**THE TASK:**
Your task is to repeat all of the material exactly.

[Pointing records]
#####

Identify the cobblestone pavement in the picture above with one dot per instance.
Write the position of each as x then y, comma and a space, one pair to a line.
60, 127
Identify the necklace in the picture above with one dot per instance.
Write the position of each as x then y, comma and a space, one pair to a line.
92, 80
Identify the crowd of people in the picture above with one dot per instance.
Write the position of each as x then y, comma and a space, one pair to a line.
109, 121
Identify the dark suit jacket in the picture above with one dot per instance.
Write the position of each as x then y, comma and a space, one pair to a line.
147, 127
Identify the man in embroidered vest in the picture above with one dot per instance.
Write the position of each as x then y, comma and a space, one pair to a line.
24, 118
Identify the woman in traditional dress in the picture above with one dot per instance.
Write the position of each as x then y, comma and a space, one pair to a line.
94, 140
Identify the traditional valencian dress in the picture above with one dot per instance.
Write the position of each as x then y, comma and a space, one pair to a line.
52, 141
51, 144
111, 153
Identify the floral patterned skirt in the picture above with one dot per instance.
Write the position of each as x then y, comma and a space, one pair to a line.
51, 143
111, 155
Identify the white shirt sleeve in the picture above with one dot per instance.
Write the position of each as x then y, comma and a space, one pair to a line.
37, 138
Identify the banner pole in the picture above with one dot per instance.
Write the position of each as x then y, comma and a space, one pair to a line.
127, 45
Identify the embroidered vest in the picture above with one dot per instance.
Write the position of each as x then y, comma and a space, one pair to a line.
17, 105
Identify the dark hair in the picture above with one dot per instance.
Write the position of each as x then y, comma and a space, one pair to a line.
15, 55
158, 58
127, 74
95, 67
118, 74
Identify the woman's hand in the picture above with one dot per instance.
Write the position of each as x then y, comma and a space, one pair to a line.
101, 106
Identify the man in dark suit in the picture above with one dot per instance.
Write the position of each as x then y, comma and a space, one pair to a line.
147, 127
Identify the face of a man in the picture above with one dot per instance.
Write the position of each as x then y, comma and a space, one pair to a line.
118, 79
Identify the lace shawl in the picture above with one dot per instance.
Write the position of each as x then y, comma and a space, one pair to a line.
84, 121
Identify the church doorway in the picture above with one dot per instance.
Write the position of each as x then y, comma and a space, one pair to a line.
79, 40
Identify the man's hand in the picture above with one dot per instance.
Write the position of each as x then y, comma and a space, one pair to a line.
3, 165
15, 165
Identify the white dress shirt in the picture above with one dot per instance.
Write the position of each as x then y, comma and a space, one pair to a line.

#####

**TASK RESULT:**
Identify the cobblestone pavement in the picture above with one dot per instance.
Write the position of each as x then y, comma and a space, one pair to a line.
60, 127
Identify the necklace in the picture above with one dot per instance.
Write the position of each as x then y, comma and a space, one pair to a line.
92, 80
Identify the crowd of people in the picture above with one dot per instance.
Write the position of each as x then y, comma and a space, one pair to a line.
109, 121
Identify the dark suit jacket in the picture above with one dot per instance.
Write the position of each as x then y, comma and a space, one pair to a line.
147, 127
Identify the man in embroidered vest in the picture above with one dot per instance.
Write the position of each as x then y, comma and a space, one pair to a line.
24, 118
Identify the woman in traditional dress in the picture above with one dot per instance.
Write the position of each as x then y, comma and a space, one pair to a line.
94, 140
Identify the traditional valencian dress in the picture above with one dot per instance.
Write the position of each as x then y, comma and a space, one pair to a line.
52, 141
51, 144
111, 153
Identify the floral patterned skirt in the picture above with one dot per instance.
Write the position of each as x then y, comma and a space, one pair to a line.
51, 143
111, 155
Identify the white shirt sleeve in the picture above with one dot per instance.
Write the position of each as x then y, comma and a space, one pair to a line.
37, 138
Identify the banner pole in the picture above with one dot per instance.
Write the position of each as x then y, comma and a space, one pair to a line.
127, 45
Identify the embroidered vest in the picture above with one dot per instance.
Write the position of each as x then y, comma and a space, one pair to a line.
17, 105
Identify the dark hair in the picture above with one dot per instance.
Write the position of each as x then y, comma and a space, one pair to a line.
15, 55
158, 58
127, 74
95, 67
118, 74
Identify the woman's hand in the picture above with one dot per instance.
Write the position of each as x then y, comma and a space, one pair to a line.
101, 106
Identify the man in dark suit in the picture above with one dot per instance.
Write the position of each as x then y, comma and a space, one pair to a line.
147, 127
Identify the face of a man in the picture above with one dot per instance.
Write the position of each as x then y, comma and a space, one pair to a line.
118, 79
Identify the lace shawl in the picture above with one dot per instance.
Write the position of each as x then y, comma and a space, one pair to a line.
84, 121
Identify the church doorway in the picture above with one dot per instance.
Write the position of each as x then y, comma and a space, one pair to a line.
79, 40
Identify the man's hand in the picture above with one dot per instance.
Write the position of each as x then y, comma and a space, one pair to a line.
3, 165
15, 165
Identify the white dress shirt in the picture above with one dot per instance.
Write the position of each as x then y, comma and a space, one pair to a line.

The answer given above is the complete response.